# SHORT EXERCISE:
Could the lines from the one with "of the dark" through the end of the listing be restated exactly, with nothing else included?
=-=-=
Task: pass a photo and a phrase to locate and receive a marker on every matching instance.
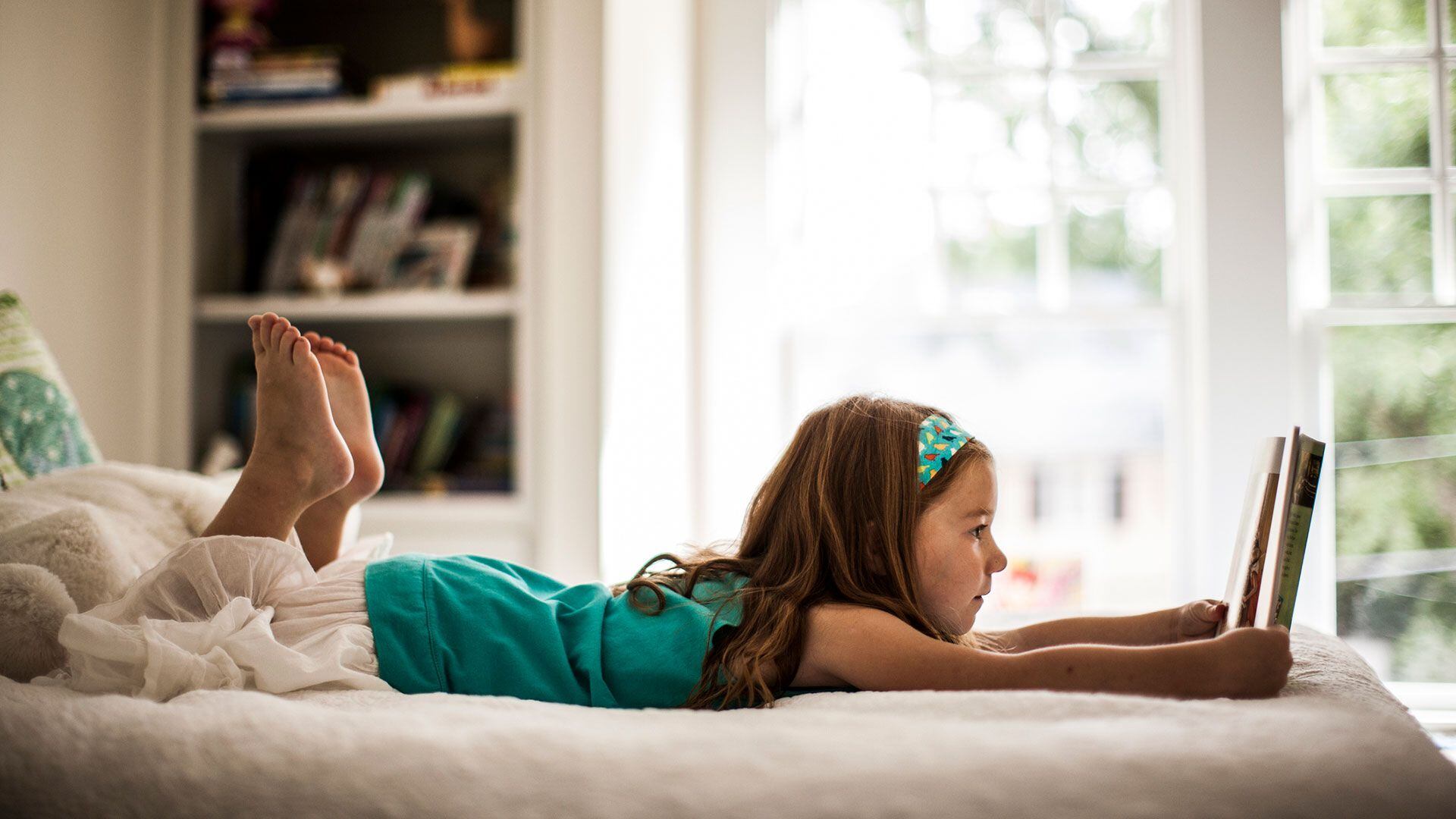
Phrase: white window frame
(1313, 309)
(1235, 347)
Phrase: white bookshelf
(475, 343)
(324, 118)
(388, 306)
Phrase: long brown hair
(833, 522)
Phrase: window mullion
(1053, 275)
(1442, 281)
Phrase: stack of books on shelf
(280, 74)
(431, 441)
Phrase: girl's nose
(998, 558)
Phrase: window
(1373, 181)
(973, 206)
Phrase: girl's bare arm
(1194, 621)
(874, 651)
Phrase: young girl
(862, 563)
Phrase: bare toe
(300, 350)
(287, 340)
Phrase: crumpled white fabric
(229, 613)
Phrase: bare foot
(348, 401)
(297, 447)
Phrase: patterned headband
(938, 441)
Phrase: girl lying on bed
(864, 560)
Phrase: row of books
(1269, 553)
(357, 228)
(430, 439)
(237, 74)
(344, 224)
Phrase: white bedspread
(1334, 744)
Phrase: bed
(1334, 744)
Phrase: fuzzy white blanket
(1334, 744)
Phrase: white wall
(77, 209)
(647, 447)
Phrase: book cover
(1274, 554)
(1254, 535)
(1296, 531)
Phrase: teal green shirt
(471, 624)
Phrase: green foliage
(1379, 245)
(1395, 382)
(1375, 22)
(1378, 118)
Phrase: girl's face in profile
(956, 553)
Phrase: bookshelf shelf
(457, 507)
(406, 305)
(357, 114)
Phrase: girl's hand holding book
(1197, 620)
(1251, 662)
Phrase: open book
(1269, 553)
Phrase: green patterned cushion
(39, 428)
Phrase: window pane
(1397, 500)
(1112, 129)
(1378, 120)
(865, 37)
(1125, 27)
(990, 133)
(1375, 22)
(1114, 248)
(1075, 419)
(1005, 33)
(1379, 245)
(990, 246)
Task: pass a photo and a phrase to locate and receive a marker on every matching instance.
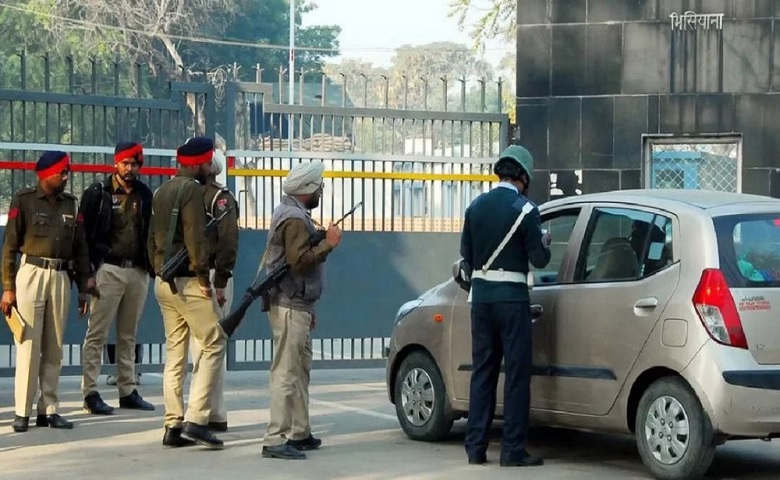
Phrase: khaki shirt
(222, 240)
(124, 224)
(190, 228)
(45, 227)
(298, 253)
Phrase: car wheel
(673, 434)
(421, 400)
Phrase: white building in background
(382, 198)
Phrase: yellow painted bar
(452, 177)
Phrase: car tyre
(673, 433)
(421, 402)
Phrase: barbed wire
(230, 42)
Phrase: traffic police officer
(501, 234)
(116, 214)
(179, 219)
(221, 206)
(44, 226)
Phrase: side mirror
(461, 273)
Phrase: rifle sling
(173, 222)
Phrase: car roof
(702, 199)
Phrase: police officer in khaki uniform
(116, 214)
(221, 206)
(179, 219)
(292, 312)
(45, 228)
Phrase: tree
(420, 77)
(498, 20)
(159, 33)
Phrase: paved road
(350, 412)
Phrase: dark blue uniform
(500, 316)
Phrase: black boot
(135, 402)
(96, 406)
(173, 438)
(53, 421)
(202, 435)
(218, 426)
(21, 423)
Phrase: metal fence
(695, 163)
(414, 170)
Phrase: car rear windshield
(749, 249)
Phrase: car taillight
(717, 310)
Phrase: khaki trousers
(189, 312)
(218, 412)
(123, 292)
(290, 374)
(43, 300)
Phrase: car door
(562, 225)
(624, 276)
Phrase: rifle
(177, 261)
(230, 323)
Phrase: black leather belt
(121, 262)
(58, 264)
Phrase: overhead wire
(225, 41)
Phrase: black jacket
(96, 209)
(487, 221)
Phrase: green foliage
(264, 22)
(498, 20)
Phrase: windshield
(749, 249)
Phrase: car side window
(560, 226)
(623, 244)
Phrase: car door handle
(649, 302)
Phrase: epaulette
(26, 191)
(522, 202)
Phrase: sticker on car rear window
(753, 303)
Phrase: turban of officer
(52, 163)
(196, 151)
(304, 178)
(125, 150)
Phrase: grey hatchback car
(655, 318)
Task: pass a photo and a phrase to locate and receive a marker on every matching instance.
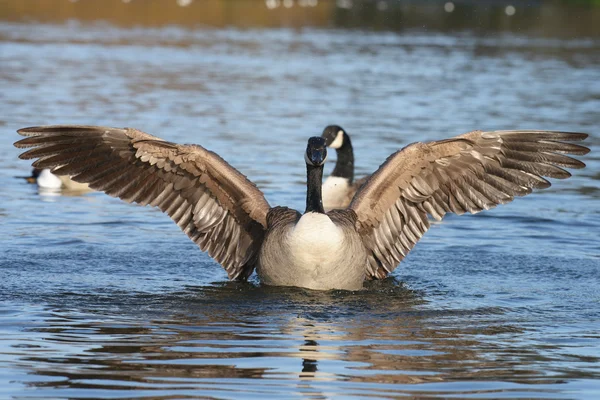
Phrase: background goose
(227, 216)
(45, 179)
(339, 187)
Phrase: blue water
(100, 299)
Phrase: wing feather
(214, 204)
(466, 174)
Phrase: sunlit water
(100, 299)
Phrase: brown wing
(356, 185)
(469, 173)
(214, 204)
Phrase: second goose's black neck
(314, 198)
(344, 166)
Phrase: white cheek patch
(339, 140)
(307, 160)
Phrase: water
(100, 299)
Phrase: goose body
(46, 180)
(340, 187)
(227, 216)
(319, 251)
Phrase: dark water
(99, 299)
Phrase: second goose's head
(316, 152)
(335, 136)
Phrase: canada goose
(46, 180)
(226, 215)
(339, 187)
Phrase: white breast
(335, 191)
(315, 240)
(47, 180)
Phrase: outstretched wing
(213, 203)
(468, 173)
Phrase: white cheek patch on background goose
(339, 140)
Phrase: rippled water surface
(100, 299)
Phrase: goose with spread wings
(227, 216)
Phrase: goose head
(315, 156)
(334, 136)
(316, 152)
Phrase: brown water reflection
(543, 18)
(206, 343)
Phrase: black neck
(344, 166)
(314, 180)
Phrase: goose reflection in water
(204, 338)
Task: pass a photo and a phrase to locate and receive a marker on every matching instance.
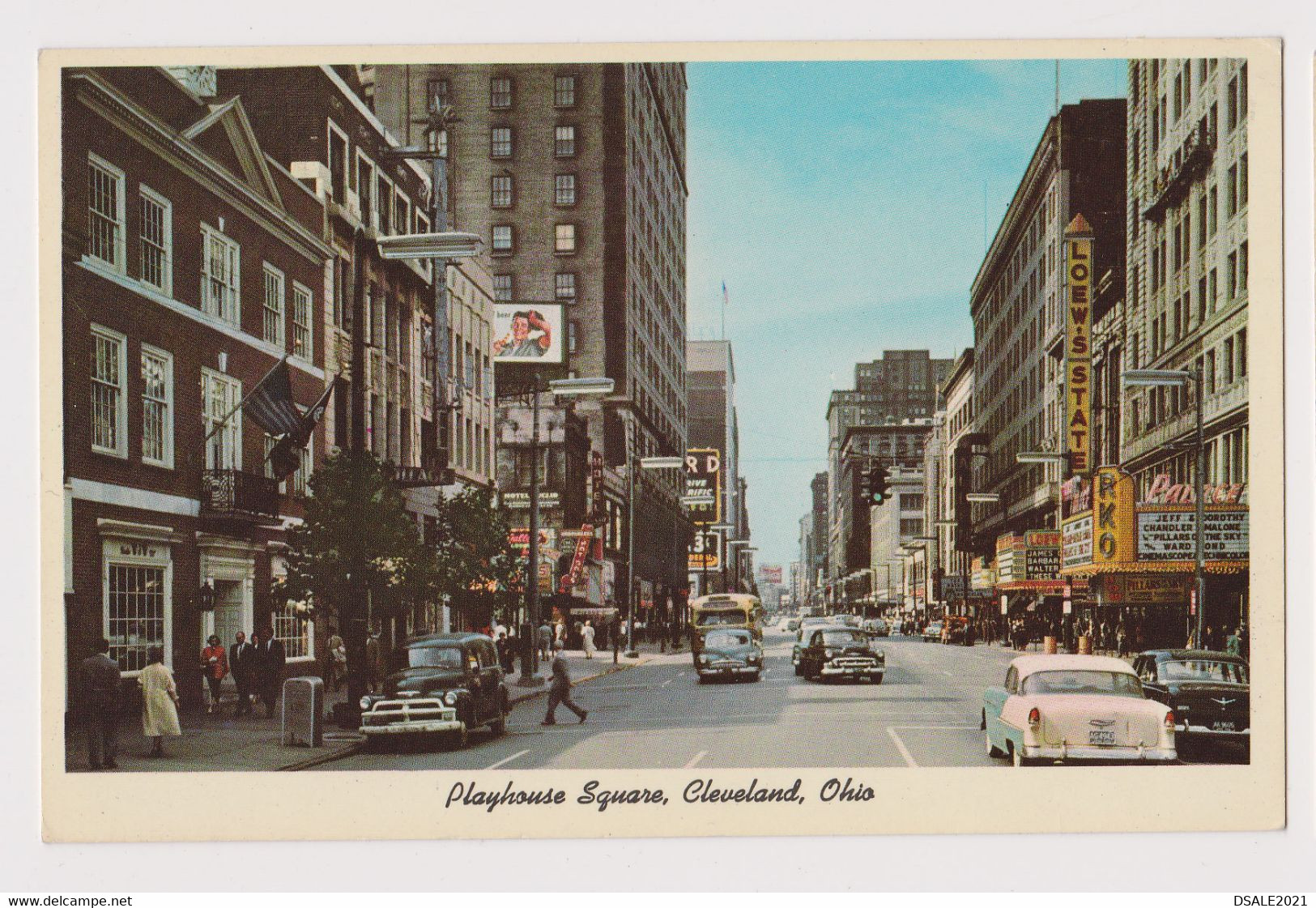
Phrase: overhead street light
(452, 244)
(1182, 378)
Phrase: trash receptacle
(303, 712)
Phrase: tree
(357, 543)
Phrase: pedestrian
(545, 640)
(242, 667)
(587, 640)
(560, 688)
(270, 669)
(98, 687)
(1233, 644)
(330, 671)
(160, 701)
(215, 666)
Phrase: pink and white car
(1061, 708)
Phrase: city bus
(726, 610)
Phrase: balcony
(236, 495)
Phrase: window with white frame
(303, 335)
(109, 382)
(105, 214)
(220, 266)
(157, 241)
(136, 611)
(220, 396)
(274, 311)
(157, 407)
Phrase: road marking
(905, 752)
(509, 760)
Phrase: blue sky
(848, 207)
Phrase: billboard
(528, 333)
(705, 486)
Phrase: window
(109, 379)
(500, 191)
(157, 242)
(220, 265)
(220, 396)
(303, 335)
(564, 238)
(157, 407)
(564, 141)
(105, 214)
(564, 190)
(274, 313)
(564, 91)
(564, 286)
(134, 612)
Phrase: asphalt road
(658, 716)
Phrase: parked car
(1207, 691)
(448, 684)
(837, 650)
(814, 621)
(730, 654)
(877, 628)
(1061, 708)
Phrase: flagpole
(254, 389)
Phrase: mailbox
(303, 712)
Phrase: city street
(658, 716)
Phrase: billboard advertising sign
(528, 333)
(705, 486)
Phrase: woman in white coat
(160, 701)
(587, 637)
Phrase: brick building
(193, 261)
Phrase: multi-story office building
(193, 263)
(1186, 294)
(575, 175)
(1017, 307)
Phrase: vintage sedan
(1207, 691)
(448, 684)
(841, 652)
(1067, 708)
(730, 654)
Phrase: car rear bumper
(1067, 753)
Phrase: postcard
(662, 440)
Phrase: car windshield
(713, 619)
(841, 638)
(1116, 683)
(726, 638)
(1203, 670)
(435, 657)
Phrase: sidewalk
(225, 744)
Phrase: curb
(356, 748)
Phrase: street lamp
(1182, 378)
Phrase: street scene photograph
(488, 416)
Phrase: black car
(730, 654)
(448, 684)
(1207, 691)
(838, 650)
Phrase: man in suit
(270, 676)
(242, 665)
(98, 690)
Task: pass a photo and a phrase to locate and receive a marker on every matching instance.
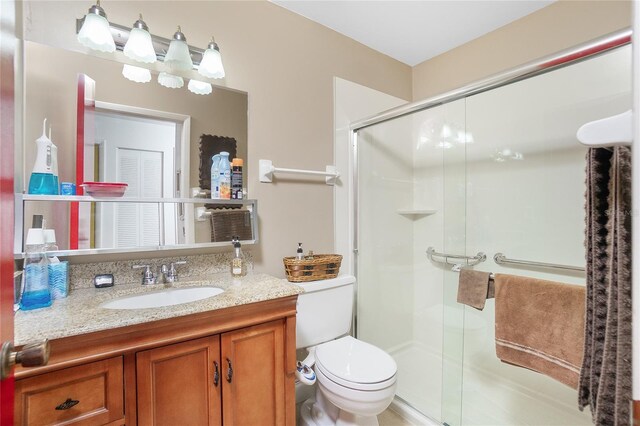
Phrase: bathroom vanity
(228, 359)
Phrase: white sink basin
(157, 299)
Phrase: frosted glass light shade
(170, 81)
(211, 64)
(139, 46)
(199, 87)
(95, 33)
(177, 56)
(137, 74)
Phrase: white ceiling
(413, 31)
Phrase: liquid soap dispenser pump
(238, 263)
(43, 179)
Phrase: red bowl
(105, 189)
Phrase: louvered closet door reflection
(138, 224)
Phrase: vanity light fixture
(137, 74)
(178, 57)
(169, 80)
(139, 46)
(199, 87)
(211, 65)
(95, 32)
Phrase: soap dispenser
(36, 293)
(238, 263)
(43, 179)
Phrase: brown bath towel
(474, 288)
(539, 326)
(605, 383)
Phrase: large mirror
(144, 134)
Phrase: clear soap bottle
(36, 292)
(238, 263)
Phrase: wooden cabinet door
(253, 375)
(176, 384)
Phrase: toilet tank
(324, 310)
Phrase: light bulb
(139, 46)
(178, 57)
(95, 32)
(211, 64)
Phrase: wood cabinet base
(177, 371)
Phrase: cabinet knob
(31, 355)
(67, 404)
(216, 373)
(229, 371)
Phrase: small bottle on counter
(238, 263)
(36, 293)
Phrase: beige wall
(561, 25)
(286, 63)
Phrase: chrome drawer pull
(67, 404)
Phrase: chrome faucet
(169, 273)
(147, 276)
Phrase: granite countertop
(81, 313)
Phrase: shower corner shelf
(415, 213)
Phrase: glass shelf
(86, 198)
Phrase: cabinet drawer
(86, 394)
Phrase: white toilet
(356, 381)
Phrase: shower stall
(488, 169)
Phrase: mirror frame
(20, 199)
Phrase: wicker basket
(321, 267)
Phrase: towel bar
(461, 260)
(501, 259)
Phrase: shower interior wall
(503, 172)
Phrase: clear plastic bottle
(36, 292)
(215, 177)
(225, 176)
(238, 263)
(236, 179)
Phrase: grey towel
(605, 381)
(474, 288)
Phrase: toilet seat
(356, 365)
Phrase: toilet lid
(349, 362)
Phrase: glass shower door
(411, 194)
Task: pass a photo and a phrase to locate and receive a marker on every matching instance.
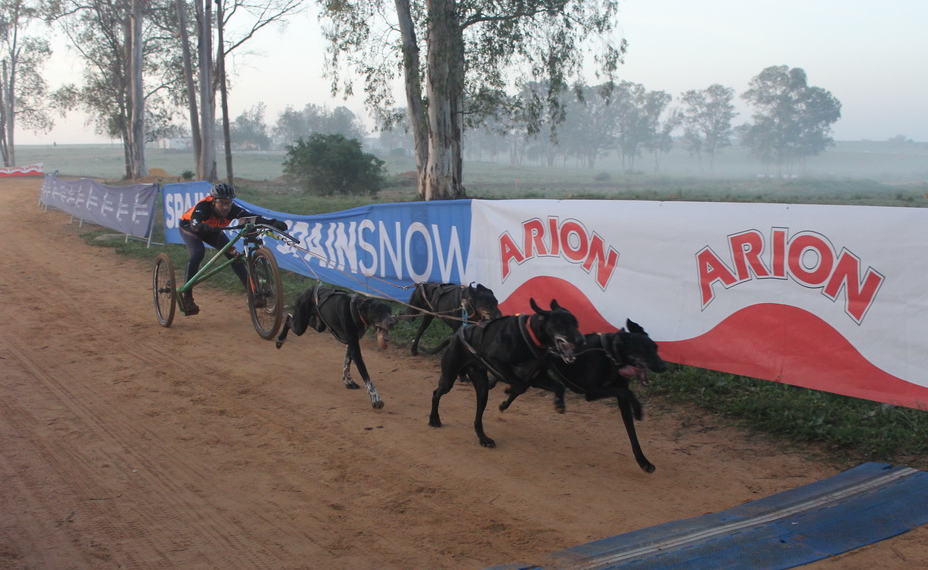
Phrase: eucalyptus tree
(792, 120)
(470, 48)
(129, 72)
(234, 23)
(707, 120)
(587, 131)
(23, 90)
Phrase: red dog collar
(531, 333)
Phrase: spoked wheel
(266, 297)
(164, 290)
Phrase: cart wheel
(164, 290)
(266, 297)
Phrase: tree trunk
(136, 94)
(6, 118)
(418, 121)
(223, 91)
(188, 80)
(206, 168)
(445, 92)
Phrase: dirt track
(127, 445)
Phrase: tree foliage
(292, 124)
(249, 131)
(707, 120)
(472, 50)
(333, 164)
(23, 90)
(792, 120)
(102, 32)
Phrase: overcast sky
(872, 56)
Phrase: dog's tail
(417, 302)
(435, 350)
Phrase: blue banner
(177, 199)
(378, 250)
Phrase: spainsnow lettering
(808, 258)
(384, 249)
(569, 239)
(176, 204)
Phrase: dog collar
(531, 333)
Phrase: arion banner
(826, 297)
(31, 170)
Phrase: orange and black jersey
(204, 213)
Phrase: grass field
(848, 430)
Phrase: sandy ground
(124, 444)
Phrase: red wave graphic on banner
(793, 346)
(32, 170)
(544, 289)
(768, 341)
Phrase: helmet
(222, 190)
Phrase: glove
(202, 229)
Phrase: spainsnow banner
(379, 250)
(177, 199)
(126, 209)
(826, 297)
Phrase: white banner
(126, 209)
(827, 297)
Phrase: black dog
(515, 349)
(602, 370)
(454, 304)
(347, 316)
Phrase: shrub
(332, 164)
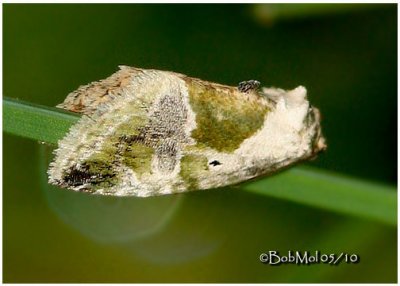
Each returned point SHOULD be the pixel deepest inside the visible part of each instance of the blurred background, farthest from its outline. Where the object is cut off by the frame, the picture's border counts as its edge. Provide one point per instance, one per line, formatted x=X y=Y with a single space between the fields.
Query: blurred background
x=346 y=56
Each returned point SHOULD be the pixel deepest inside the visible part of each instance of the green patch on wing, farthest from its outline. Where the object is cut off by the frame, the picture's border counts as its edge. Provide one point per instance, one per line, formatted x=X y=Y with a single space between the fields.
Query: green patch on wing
x=193 y=167
x=224 y=118
x=138 y=156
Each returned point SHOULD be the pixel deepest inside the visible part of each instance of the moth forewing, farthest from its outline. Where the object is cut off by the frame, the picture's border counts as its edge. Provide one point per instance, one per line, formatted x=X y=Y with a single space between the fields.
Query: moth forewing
x=153 y=132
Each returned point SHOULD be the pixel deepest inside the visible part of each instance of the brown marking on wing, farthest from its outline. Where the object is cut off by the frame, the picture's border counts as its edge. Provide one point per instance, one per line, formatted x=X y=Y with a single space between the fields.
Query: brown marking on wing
x=87 y=98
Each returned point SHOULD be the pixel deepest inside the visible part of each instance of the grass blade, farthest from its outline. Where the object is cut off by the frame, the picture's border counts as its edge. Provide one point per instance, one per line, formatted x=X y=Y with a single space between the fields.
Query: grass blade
x=36 y=122
x=330 y=191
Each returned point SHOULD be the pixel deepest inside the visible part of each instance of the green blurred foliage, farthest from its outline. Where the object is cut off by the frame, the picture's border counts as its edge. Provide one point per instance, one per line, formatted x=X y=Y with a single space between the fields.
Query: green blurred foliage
x=347 y=61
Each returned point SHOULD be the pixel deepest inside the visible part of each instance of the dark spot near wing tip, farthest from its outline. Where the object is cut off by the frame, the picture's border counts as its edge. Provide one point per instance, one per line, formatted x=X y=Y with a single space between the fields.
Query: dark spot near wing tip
x=77 y=177
x=247 y=86
x=215 y=163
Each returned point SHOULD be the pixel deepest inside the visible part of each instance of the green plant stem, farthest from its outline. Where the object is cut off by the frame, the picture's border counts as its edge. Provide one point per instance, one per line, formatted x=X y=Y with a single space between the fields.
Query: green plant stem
x=36 y=122
x=331 y=191
x=305 y=185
=-=-=
# RESPONSE TO THE TASK:
Each returned point SHOULD be the pixel deepest inside the visible part of each instance of the dark spot near wing tip, farthest from its outline. Where the object is cut off by the frame, the picture's border counts as its edge. Provide one point per instance, one per line, formatted x=X y=Y with a single space between the fields.
Query: dark spot near wing tip
x=77 y=177
x=247 y=86
x=215 y=163
Each returned point SHOULD be the pixel deepest inside the visible part of each instance of the green plant stem, farthest from its outline. Where the object is cut off by the frame, the picture's border counts as its edge. Provide one point per instance, one per line, formatted x=X y=Y with a single space between the fields.
Query: green plant stem
x=36 y=122
x=331 y=191
x=305 y=185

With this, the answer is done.